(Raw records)
--- begin ---
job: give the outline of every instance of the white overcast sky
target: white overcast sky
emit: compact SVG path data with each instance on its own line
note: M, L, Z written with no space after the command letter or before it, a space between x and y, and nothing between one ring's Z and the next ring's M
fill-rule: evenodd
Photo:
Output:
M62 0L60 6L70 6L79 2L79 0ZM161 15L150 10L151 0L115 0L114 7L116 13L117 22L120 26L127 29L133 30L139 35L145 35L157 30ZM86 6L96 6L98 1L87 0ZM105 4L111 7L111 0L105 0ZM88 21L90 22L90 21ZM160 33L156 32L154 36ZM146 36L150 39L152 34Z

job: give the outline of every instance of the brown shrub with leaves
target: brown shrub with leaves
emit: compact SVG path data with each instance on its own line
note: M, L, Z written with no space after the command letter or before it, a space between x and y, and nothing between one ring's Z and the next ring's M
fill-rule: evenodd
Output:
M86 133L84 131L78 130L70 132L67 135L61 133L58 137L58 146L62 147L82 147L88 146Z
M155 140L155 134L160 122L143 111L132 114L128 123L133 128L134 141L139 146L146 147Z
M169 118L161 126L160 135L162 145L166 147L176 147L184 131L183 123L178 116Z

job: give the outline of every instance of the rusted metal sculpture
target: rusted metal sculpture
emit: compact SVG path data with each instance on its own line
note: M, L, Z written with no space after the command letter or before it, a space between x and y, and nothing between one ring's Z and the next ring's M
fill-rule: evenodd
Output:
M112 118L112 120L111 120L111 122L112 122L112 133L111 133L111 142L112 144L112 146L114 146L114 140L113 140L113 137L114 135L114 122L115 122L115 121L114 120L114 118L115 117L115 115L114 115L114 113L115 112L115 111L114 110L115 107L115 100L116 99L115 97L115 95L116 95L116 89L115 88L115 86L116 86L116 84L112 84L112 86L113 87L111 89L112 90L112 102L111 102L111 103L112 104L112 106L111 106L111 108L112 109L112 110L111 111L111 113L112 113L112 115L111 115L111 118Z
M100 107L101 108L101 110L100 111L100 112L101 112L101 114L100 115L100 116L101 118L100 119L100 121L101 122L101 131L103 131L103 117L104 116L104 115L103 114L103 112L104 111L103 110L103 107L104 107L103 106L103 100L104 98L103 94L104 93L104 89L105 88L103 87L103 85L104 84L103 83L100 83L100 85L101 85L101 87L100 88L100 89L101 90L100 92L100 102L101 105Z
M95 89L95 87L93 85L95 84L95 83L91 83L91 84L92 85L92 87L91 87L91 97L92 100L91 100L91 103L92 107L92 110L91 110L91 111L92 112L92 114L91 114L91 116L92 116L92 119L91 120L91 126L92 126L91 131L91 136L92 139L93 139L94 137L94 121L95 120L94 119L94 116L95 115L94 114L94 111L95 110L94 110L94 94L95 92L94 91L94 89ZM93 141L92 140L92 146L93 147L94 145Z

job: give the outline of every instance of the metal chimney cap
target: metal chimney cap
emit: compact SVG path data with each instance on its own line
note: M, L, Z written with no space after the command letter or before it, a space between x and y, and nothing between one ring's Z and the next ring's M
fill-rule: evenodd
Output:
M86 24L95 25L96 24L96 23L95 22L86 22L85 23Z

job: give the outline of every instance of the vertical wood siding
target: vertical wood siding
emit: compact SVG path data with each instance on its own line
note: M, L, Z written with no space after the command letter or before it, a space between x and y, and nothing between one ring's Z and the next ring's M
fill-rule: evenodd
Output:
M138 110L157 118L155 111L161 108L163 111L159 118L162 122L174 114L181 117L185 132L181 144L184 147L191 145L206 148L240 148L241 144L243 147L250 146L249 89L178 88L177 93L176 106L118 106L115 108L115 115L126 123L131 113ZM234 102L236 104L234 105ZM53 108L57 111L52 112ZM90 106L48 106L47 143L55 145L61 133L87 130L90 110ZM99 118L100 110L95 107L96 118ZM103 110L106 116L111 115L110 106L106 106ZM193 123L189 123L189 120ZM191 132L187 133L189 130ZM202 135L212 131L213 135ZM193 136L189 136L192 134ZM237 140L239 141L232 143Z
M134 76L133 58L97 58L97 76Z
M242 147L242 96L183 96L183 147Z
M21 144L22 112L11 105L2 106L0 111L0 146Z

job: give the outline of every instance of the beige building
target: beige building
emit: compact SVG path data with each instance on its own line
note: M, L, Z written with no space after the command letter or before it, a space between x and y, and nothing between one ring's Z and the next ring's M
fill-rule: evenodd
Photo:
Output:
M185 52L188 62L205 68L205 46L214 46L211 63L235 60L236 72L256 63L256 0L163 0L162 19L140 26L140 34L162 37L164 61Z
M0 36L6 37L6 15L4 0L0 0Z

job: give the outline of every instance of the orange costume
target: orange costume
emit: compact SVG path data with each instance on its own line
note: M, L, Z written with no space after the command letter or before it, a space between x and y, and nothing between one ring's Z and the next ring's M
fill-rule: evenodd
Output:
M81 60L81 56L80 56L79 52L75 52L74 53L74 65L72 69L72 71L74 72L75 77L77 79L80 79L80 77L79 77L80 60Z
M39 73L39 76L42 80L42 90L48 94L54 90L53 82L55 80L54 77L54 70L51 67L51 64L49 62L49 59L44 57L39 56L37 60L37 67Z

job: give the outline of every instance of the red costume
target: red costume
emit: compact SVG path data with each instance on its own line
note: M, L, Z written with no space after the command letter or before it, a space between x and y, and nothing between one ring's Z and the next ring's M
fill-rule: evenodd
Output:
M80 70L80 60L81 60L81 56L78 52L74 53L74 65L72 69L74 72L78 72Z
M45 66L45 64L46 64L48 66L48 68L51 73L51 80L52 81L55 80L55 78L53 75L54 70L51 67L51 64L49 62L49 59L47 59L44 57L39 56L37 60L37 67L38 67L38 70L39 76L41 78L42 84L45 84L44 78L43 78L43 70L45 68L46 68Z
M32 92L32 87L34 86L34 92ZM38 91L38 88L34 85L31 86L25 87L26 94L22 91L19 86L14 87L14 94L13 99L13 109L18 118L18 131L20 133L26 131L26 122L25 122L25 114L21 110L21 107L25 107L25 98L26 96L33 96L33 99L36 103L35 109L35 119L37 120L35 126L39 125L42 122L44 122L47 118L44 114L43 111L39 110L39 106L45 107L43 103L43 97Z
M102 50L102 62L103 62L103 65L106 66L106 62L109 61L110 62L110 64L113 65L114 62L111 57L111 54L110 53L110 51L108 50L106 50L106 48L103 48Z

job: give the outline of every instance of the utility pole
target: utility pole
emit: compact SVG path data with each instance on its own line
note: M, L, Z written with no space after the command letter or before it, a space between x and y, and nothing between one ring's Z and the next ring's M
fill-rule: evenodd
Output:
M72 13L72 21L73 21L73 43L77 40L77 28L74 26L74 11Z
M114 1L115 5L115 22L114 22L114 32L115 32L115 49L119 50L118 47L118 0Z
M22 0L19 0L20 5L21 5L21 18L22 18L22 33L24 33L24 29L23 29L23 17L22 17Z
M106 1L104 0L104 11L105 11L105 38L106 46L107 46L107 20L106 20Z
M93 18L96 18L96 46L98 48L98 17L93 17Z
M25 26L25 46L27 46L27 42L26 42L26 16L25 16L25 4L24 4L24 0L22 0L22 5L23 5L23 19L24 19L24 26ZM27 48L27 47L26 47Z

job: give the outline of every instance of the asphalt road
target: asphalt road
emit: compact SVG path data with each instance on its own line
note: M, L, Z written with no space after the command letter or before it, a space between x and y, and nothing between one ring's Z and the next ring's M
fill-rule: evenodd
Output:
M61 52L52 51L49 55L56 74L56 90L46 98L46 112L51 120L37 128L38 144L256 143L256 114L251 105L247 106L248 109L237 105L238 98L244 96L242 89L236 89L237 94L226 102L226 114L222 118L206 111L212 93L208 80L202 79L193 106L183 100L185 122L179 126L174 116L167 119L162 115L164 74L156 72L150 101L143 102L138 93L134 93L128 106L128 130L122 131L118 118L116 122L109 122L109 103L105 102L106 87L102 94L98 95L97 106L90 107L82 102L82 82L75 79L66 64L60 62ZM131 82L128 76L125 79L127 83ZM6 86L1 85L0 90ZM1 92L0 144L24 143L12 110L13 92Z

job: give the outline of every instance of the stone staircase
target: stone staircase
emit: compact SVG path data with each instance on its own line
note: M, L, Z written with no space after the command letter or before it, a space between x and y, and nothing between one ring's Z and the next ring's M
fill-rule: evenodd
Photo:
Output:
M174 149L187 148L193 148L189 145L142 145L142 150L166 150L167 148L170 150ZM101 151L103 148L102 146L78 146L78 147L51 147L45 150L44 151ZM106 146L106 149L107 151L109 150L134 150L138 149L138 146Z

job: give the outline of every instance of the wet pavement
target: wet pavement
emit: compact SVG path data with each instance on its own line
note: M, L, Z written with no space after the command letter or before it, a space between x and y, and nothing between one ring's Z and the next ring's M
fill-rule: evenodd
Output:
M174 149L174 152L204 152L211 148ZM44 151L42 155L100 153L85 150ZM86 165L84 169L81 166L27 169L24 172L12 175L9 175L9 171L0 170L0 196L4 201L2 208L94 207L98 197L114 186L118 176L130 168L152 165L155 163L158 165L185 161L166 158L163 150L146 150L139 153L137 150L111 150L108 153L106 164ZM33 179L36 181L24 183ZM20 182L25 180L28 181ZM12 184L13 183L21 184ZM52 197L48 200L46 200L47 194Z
--- end ---
--- begin ---
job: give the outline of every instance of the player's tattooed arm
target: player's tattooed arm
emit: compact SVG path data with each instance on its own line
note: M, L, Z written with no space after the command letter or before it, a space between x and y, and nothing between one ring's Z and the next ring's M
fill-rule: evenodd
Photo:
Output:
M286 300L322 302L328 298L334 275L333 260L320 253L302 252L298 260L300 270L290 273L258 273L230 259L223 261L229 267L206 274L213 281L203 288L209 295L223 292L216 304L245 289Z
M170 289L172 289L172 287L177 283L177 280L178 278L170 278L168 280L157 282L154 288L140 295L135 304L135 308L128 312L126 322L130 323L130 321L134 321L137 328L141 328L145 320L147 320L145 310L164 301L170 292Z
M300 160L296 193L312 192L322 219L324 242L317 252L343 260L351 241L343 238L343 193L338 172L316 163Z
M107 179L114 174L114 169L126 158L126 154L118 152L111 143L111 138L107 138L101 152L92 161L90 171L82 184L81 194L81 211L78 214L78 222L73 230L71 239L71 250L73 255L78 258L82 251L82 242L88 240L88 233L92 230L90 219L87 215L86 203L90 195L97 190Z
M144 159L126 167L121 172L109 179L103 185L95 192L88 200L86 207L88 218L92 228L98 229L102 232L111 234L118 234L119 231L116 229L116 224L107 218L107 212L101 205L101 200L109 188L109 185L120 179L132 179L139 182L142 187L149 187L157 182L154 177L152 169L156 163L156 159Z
--- end ---
INSTRUCTION -
Swap "evenodd" for "nonzero" in the entries, starting at the line containing "job: give the outline of every instance of the white" and ending at the line containing "M169 118L161 126L160", and give only those lines back with everything else left as it is.

ANSWER TO THE EXERCISE -
job: give the outline of every instance of the white overcast sky
target: white overcast sky
emit: compact SVG path data with each instance on its own line
note: M, L, Z written with no space after the command letter or before it, a space between x and y, and nothing between one ring's Z and the next ring's M
fill-rule: nonzero
Photo:
Output:
M62 0L60 6L70 6L79 2L79 0ZM161 15L150 10L151 0L115 0L114 7L116 13L117 22L120 26L127 29L133 30L139 35L145 35L157 30ZM86 6L96 6L98 1L87 0ZM105 4L111 7L111 0L105 0ZM88 21L90 22L90 21ZM160 33L156 32L154 36ZM146 36L150 39L152 34Z

job: give the outline of every instance of the brown shrub with leaves
target: brown shrub with leaves
emit: compact SVG path data with each instance on its own line
note: M, L, Z written with no space after the command letter or before it, a space between x and y, and nothing between one ring's Z and the next ring's M
fill-rule: nonzero
Output:
M86 133L84 131L78 130L70 132L67 135L61 133L58 137L58 146L62 147L82 147L88 146Z
M155 140L155 134L160 122L143 111L132 114L128 123L133 128L134 141L139 146L146 147Z
M169 118L161 126L160 135L162 145L166 147L176 147L184 131L183 123L178 116Z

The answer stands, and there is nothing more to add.